Directions — Reproduce every line of the listing below without any change.

═══ Dataset excerpts ═══

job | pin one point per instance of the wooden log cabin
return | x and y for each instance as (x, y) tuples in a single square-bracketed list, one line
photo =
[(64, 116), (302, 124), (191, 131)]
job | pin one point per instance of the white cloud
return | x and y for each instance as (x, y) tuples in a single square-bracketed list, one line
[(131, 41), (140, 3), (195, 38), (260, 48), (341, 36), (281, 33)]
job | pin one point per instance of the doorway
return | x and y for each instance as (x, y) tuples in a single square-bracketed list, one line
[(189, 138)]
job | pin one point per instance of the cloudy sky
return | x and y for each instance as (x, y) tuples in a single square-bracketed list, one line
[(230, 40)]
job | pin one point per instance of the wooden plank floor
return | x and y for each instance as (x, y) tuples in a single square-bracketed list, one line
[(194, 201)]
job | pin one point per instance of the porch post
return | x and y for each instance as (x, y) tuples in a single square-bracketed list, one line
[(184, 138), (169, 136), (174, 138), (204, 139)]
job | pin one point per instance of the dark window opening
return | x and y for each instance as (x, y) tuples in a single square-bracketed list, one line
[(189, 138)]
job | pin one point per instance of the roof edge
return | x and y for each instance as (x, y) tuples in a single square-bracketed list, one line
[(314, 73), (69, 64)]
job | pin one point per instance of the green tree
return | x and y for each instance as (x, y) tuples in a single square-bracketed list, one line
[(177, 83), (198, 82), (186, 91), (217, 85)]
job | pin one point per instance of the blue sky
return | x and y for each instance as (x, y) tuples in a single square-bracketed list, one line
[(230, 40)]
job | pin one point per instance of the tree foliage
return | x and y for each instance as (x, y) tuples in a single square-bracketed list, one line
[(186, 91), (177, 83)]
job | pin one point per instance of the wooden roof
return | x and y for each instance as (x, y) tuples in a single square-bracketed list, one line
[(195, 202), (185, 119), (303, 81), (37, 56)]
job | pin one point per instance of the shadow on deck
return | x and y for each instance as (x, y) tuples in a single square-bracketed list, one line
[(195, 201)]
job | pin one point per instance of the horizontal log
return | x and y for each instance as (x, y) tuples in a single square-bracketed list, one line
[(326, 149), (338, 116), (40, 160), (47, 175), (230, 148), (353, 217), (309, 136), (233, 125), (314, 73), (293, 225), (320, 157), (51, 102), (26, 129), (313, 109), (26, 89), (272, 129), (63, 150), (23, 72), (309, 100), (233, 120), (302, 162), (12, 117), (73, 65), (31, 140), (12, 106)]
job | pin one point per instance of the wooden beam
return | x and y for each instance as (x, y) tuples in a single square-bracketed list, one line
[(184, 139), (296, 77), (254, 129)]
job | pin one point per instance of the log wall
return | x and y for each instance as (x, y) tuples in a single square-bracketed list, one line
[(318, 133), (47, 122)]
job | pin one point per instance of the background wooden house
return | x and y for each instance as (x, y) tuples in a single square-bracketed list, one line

═══

Written answer —
job | pin one point per instance of the wooden log cabin
return | x and y for each instance as (x, y) tuples in a single square-bracketed list, one line
photo =
[(64, 116), (302, 124), (191, 131)]
job | pin one point per instance of the white cloud
return | x and y for each instance as (x, y) tuples in a single square-bracketed list, one line
[(131, 41), (140, 3), (195, 38), (260, 48), (341, 36), (281, 33)]
job | pin one point per instance of the doorway
return | x and y for each instance as (x, y) tuples in a single square-bracketed list, one line
[(189, 138)]
job | pin one point per instance of the cloudy sky
return | x and y for each instance as (x, y) tuples in a single square-bracketed list, one line
[(230, 40)]
job | pin one point per instance of the wooden plank floor
return | x and y for each instance as (x, y) tuples in a single square-bracketed list, one line
[(194, 201)]
job | pin one point per instance of the porch post
return | x and y for each instance as (x, y) tuples in a single square-bracketed list, one line
[(184, 138), (169, 136), (174, 138), (204, 139)]
job | pin one point per instance of the dark window opening
return | x and y for each instance as (x, y) tuples in a single square-bracketed list, one line
[(189, 138)]
job | pin one point per instance of the roof edge
return | x and y for each instance as (x, y) tuples in a single square-bracketed list, one line
[(314, 73), (69, 64)]
job | pin one point per instance of the green tree
return | x and y for each instance as (x, y) tuples in a single square-bracketed list, one line
[(177, 83), (198, 82), (186, 91), (217, 85)]
job | pin one point per instance of the blue sky
return | x and y for each instance as (x, y) tuples in a single square-bracketed list, one line
[(230, 40)]
job | pin one point per instance of the tree foliage
return | x and y for each instance as (x, y) tuples in a single square-bracketed list, one line
[(186, 91), (177, 83)]
job | pin one point per instance of the wooden roof
return | x and y for each instance as (x, y) tuples in a single square-bracketed list, one line
[(195, 202), (185, 119), (303, 81), (37, 56)]
job | pin one point per instance of the shadow on deck
return | x and y for each instance as (x, y) tuples in a single square-bracketed list, one line
[(195, 201)]
job | pin one point per instance of the horizontal log
return | x and y for each instance as (x, y) tuples in a single square-bracketed list, one line
[(326, 149), (338, 116), (40, 160), (47, 175), (230, 148), (353, 217), (309, 136), (233, 125), (314, 73), (293, 225), (320, 157), (51, 102), (26, 129), (313, 109), (26, 89), (272, 129), (63, 150), (23, 72), (309, 100), (233, 120), (302, 162), (12, 117), (73, 65), (31, 140), (12, 106)]
job | pin one point per instance of the wooden beam
return | x and y for each instance as (x, y) tuples in a single square-bracketed list, one line
[(184, 139), (296, 77), (254, 129)]
job | pin one point per instance of the log wall
return | x and y for each instance as (x, y) tuples in a single square-bracketed list, one line
[(318, 133), (47, 122)]
job | pin one point per instance of the background wooden house
return | x and y for each instance as (x, y) tuples in a single square-bracketed list, one line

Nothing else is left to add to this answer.